→ Passage
Do You Need Gap Insurance?

by Don Elliott on May 11, 2011

Gap insurance covers the difference between your vehicle’s actual cash value and your actual loan amount. In the event that you are in an accident and your car is totaled beyond any auto repair, it is possible that you could owe more on your loan than your insurance company will pay to settle your claim. This situation is more common than you might imagine.

There are three scenarios where you should purchase gap insurance.

Situation #1 – You discover that the amount that you borrowed to pay for the car you have just bought is more than your car insurance coverage will reimburse in the case of an accident. You may have paid a premium for a car that you really wanted or you may have rolled the balance owed from your trade-in into the financing for the car you just bought. Also, if you don’t have any down payment money or if your credit in not good, it might be necessary to pay more for your vehicle to compensate for a less than adequate financial situation. Determining the coverage reimbursement with your car insurance agent before you sign the paperwork is always a good idea.

→ Task 1
Format everything in the records from the very start down to the line containing "xmin=0 ymin=289 xmax=471 ymax=321" as a JSON list of strings, one string per line, leaving out blank lines.

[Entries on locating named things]
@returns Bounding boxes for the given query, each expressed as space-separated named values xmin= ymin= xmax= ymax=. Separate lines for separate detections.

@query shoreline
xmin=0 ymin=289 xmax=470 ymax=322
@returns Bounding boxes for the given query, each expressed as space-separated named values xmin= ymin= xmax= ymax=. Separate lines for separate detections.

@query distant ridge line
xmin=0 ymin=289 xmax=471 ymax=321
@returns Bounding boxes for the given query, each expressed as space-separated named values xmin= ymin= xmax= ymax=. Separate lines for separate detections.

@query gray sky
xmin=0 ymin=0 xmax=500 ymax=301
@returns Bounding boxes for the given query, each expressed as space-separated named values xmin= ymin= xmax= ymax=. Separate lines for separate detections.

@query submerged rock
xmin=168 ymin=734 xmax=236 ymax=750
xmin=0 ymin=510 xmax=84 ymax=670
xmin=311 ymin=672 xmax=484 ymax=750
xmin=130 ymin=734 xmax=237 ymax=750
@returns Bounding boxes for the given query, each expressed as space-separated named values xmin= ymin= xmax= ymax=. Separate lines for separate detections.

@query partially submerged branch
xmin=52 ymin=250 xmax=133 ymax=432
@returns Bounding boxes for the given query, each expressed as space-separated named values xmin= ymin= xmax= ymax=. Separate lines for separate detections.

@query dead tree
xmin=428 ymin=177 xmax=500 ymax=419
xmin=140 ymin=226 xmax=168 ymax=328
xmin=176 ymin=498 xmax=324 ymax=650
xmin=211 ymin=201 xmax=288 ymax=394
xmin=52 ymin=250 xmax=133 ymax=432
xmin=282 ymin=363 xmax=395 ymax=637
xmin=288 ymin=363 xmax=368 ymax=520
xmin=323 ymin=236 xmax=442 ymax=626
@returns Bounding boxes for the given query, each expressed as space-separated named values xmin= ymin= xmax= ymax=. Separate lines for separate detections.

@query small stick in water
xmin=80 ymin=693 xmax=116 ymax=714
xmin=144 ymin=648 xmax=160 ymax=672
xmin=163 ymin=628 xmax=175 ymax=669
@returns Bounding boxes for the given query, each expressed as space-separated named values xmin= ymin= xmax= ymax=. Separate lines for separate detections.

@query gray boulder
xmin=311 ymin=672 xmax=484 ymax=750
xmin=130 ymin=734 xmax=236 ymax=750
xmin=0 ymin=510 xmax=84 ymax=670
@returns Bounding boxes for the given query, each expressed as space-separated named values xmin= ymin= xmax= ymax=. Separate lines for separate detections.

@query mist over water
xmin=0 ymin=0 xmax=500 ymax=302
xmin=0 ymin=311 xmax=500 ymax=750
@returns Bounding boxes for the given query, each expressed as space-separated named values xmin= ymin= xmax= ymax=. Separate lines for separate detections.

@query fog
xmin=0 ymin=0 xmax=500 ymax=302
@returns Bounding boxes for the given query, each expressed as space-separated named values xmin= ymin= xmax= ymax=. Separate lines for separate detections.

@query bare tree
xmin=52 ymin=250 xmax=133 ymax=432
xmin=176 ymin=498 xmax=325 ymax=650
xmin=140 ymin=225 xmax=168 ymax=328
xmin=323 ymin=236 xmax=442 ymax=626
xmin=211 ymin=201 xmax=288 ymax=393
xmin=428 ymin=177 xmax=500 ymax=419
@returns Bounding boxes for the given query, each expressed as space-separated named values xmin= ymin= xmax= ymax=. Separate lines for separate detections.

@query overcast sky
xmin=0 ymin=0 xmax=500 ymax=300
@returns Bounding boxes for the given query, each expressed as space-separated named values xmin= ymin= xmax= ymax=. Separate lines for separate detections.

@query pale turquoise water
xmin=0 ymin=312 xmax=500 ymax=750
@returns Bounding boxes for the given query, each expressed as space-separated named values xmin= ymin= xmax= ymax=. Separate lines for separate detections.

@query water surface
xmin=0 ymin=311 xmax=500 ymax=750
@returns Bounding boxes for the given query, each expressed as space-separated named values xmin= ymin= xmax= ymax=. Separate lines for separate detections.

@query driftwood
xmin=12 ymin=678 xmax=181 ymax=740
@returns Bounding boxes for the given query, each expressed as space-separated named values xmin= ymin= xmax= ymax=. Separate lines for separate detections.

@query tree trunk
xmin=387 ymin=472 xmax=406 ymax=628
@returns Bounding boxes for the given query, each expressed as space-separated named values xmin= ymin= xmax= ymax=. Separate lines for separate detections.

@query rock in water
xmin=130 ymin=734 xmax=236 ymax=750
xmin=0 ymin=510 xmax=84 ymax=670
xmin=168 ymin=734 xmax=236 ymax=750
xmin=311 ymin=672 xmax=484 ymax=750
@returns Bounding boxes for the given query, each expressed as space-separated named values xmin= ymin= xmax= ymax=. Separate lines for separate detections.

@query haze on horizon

→ Task 2
According to the gap insurance article, what does gap insurance cover?

→ Exercise answer 1
[
  "@returns Bounding boxes for the given query, each expressed as space-separated named values xmin= ymin= xmax= ymax=. Separate lines for separate detections.",
  "@query shoreline",
  "xmin=0 ymin=289 xmax=470 ymax=322",
  "@returns Bounding boxes for the given query, each expressed as space-separated named values xmin= ymin= xmax= ymax=. Separate lines for separate detections.",
  "@query distant ridge line",
  "xmin=0 ymin=289 xmax=471 ymax=321"
]

→ Exercise answer 2
The difference between your vehicle's actual cash value and your actual loan amount.